:: SÉRIE DE TÂCHES ::
a - D'après l'extrait sur l'attaque israélienne contre l'Iran, sur quel réseau le président des États-Unis a-t-il publié son message ?
b - Recopiez fidèlement le passage de l'extrait sur l'attaque israélienne contre l'Iran qui débute aux mots "Des frappes qui" et s'achève après les mots "Shirali, à BFMTV.".

:: EXTRAIT FOURNI ::
------------------------------
Le président des États-Unis a ensuite affirmé dans un message publié sur son réseau Truth Social avoir donné à l'Iran "opportunité après opportunité de conclure un accord".
"Je leur ai dit, dans les termes les plus forts: 'Faites-le'. Mais peu importe à quel point ils ont essayé, peu importe à quel point ils ont été proches, ils ne sont tout simplement pas parvenus à le faire", a déploré le locataire de la Maison Blanche.
Une attaque menée sur un Iran affaibli
Le choix par Israël d'attaquer maintenant survient également dans un contexte où il est plus aisé pour l'État hébreu d'attaquer Téhéran, alors qu'Israël avait déjà frappé ce même pays en avril, puis en octobre 2024, atteignant déjà des installations militaires.
"Il est clair que l'Iran est largement affaibli depuis un certain nombre de mois et selon un processus très méthodique de la part d'Israël", indique Sébastien Boussois, docteur en science politique et spécialiste du Moyen-Orient, chercheur associé à l'ULB (Belgique) et l'UQAM (Canada), à BFMTV, ce qui offrait une opportunité pour Israël d'attaquer.
Cette fois, en frappant directement des hauts gradés, "le message, c'est de dire à tout le monde que personne n'est à l'abri, pas même le guide" suprême iranien, l'ayatollah Ali Khamenei, dont un haut conseiller a été blessé, selon des médias d’État iraniens, avance Pierre Razoux, directeur académique de la Fondation méditerranéenne d'études stratégiques (FMES), à l'AFP.
Des frappes qui étaient redoutées
Une attaque israélienne sur le sol iranien était redoutée à court terme, alors que les États-Unis avaient annoncé jeudi réduire leur personnel diplomatique dans la région de façon préventive et que Donald Trump évoquait le risque d'un "conflit massif" au Moyen-Orient.
"Ça fait des mois maintenant que les Israéliens se préparent, que les Américains amènent leurs bombardiers dans la région, donc c'est quelque chose de tout à fait attendu", soutient la sociologue et politiste spécialiste de l’Iran, Mahnaz Shirali, à BFMTV.
------------------------------
Données d'ancrage de points sur images
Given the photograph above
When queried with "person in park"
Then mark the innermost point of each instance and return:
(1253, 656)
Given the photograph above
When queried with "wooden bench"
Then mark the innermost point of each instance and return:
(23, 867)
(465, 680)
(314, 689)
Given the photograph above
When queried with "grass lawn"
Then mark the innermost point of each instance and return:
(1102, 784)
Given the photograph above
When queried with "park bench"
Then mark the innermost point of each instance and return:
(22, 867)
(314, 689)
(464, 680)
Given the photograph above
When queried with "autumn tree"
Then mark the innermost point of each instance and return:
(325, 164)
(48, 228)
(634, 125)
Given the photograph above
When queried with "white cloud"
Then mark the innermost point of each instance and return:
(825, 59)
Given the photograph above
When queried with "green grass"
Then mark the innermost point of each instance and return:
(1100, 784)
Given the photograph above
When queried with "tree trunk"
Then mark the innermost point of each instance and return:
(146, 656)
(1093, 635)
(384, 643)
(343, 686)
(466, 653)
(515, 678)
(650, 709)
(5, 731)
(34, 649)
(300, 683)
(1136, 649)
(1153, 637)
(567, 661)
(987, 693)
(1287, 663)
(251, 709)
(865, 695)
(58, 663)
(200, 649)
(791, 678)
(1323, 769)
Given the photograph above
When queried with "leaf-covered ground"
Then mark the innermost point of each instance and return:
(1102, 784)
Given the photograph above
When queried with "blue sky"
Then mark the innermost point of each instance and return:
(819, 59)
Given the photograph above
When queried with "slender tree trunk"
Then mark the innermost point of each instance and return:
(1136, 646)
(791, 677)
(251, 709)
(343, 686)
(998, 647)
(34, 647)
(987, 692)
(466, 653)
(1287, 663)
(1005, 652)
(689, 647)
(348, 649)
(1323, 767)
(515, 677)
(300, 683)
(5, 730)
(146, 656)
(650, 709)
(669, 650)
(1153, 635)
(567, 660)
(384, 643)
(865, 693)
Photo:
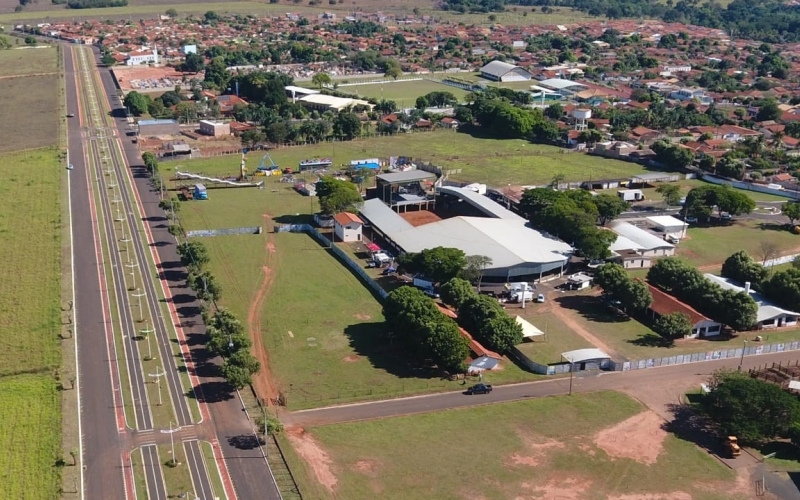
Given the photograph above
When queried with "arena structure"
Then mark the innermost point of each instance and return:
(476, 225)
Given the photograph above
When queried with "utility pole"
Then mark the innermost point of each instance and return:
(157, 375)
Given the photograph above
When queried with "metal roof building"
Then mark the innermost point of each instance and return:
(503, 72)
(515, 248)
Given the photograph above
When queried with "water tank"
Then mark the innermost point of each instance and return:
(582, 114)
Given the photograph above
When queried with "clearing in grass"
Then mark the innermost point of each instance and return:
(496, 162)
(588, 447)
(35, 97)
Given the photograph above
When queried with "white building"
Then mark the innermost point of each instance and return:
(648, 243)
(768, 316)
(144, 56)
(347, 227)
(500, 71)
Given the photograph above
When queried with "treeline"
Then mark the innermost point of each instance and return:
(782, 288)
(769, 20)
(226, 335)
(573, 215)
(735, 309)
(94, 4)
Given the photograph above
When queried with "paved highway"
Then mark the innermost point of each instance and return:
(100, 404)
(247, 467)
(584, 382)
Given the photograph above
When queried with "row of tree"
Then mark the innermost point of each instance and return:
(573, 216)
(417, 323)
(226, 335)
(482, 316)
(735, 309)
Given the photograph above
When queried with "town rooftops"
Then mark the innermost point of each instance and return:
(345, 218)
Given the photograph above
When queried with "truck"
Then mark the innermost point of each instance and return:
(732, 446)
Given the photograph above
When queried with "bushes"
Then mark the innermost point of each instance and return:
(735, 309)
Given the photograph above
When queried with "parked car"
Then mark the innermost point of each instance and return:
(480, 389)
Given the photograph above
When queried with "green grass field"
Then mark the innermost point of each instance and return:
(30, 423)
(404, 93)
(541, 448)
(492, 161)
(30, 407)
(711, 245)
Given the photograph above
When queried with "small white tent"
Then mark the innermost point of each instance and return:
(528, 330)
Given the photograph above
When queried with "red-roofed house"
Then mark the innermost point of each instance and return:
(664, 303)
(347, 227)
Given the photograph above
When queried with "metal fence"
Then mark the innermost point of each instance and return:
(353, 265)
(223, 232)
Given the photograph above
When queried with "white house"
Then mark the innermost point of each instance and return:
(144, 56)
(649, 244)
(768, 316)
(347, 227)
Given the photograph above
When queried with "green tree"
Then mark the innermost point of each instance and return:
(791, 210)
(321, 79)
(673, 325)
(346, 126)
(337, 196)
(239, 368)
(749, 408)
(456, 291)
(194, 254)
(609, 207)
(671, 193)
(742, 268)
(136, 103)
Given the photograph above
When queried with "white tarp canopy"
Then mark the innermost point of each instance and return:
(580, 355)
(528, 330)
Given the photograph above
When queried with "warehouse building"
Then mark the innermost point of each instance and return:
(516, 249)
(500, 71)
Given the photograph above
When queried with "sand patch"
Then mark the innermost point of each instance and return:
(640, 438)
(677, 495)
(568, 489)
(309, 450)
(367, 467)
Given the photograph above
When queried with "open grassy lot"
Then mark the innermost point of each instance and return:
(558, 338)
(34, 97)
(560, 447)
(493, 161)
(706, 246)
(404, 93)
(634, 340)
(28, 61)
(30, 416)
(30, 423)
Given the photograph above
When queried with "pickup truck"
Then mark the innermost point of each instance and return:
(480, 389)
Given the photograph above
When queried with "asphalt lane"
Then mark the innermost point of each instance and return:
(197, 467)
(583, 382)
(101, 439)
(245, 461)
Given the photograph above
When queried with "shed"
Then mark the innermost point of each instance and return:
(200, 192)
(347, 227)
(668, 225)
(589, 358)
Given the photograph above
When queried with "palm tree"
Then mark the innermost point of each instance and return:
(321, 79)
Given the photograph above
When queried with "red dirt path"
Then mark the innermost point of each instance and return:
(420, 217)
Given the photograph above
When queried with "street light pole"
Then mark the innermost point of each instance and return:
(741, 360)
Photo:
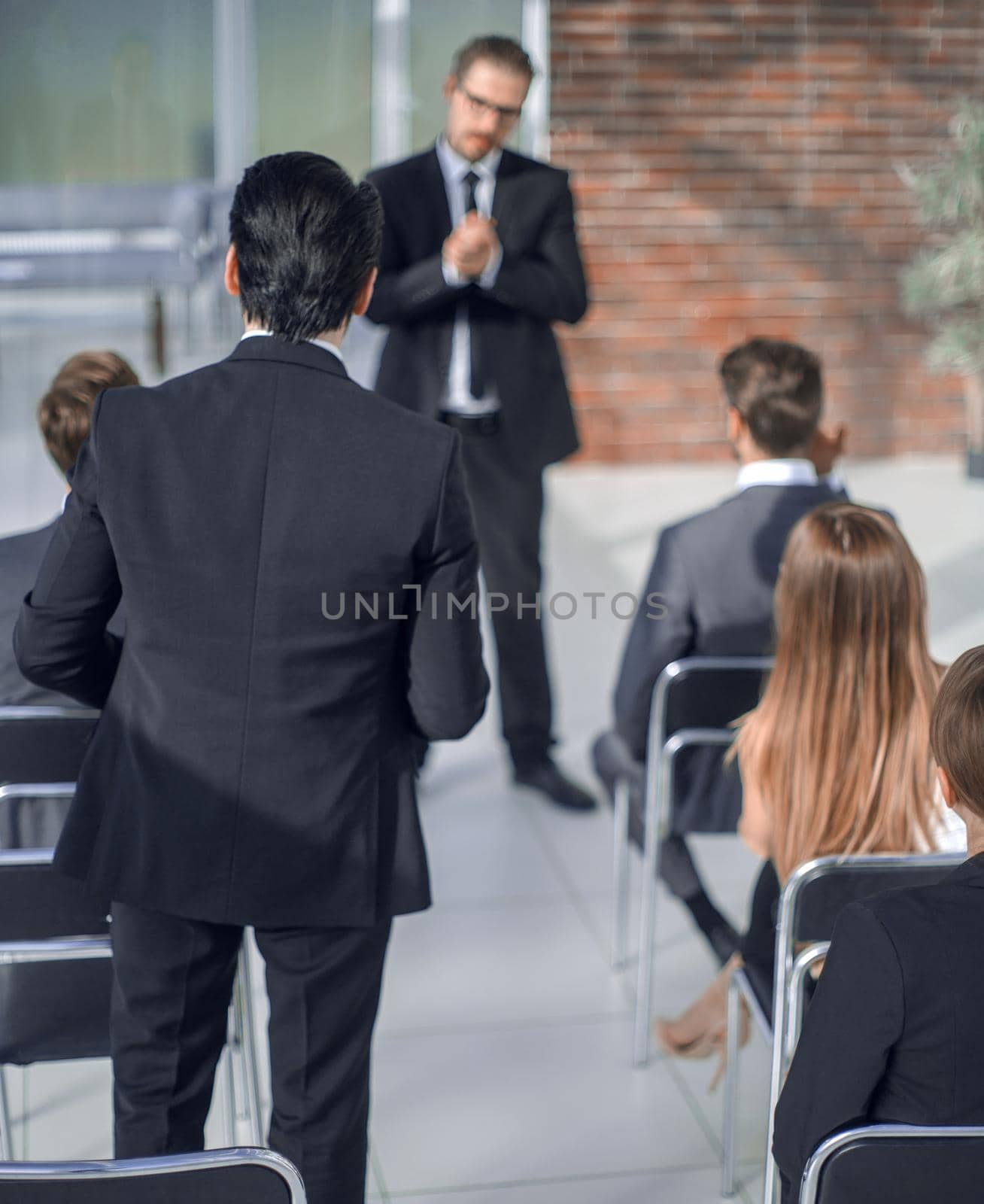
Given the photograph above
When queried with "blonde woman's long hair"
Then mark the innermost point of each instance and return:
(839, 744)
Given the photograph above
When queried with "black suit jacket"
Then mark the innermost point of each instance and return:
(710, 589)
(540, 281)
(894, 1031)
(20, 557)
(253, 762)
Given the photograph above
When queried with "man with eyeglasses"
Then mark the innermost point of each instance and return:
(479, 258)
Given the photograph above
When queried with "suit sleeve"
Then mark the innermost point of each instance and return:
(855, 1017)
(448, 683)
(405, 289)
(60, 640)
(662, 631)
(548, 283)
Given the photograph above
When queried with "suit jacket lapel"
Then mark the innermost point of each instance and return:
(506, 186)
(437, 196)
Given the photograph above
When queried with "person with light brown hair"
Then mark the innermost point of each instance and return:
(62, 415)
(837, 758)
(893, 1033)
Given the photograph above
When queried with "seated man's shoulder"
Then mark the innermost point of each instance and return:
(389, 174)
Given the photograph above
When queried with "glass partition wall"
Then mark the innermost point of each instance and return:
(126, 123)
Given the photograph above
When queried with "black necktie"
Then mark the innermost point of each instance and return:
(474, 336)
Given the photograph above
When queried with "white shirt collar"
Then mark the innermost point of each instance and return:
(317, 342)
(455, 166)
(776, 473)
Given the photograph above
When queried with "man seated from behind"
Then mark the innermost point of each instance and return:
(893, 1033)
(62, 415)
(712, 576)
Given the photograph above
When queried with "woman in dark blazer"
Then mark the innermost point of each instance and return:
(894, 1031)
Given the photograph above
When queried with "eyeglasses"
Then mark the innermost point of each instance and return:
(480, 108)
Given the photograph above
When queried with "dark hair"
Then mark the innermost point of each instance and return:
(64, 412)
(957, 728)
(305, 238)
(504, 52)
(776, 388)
------------------------------
:: CORRIGÉ ::
a - Sur son réseau Truth Social.

b -
Des frappes qui étaient redoutées
Une attaque israélienne sur le sol iranien était redoutée à court terme, alors que les États-Unis avaient annoncé jeudi réduire leur personnel diplomatique dans la région de façon préventive et que Donald Trump évoquait le risque d'un "conflit massif" au Moyen-Orient.
"Ça fait des mois maintenant que les Israéliens se préparent, que les Américains amènent leurs bombardiers dans la région, donc c'est quelque chose de tout à fait attendu", soutient la sociologue et politiste spécialiste de l’Iran, Mahnaz Shirali, à BFMTV.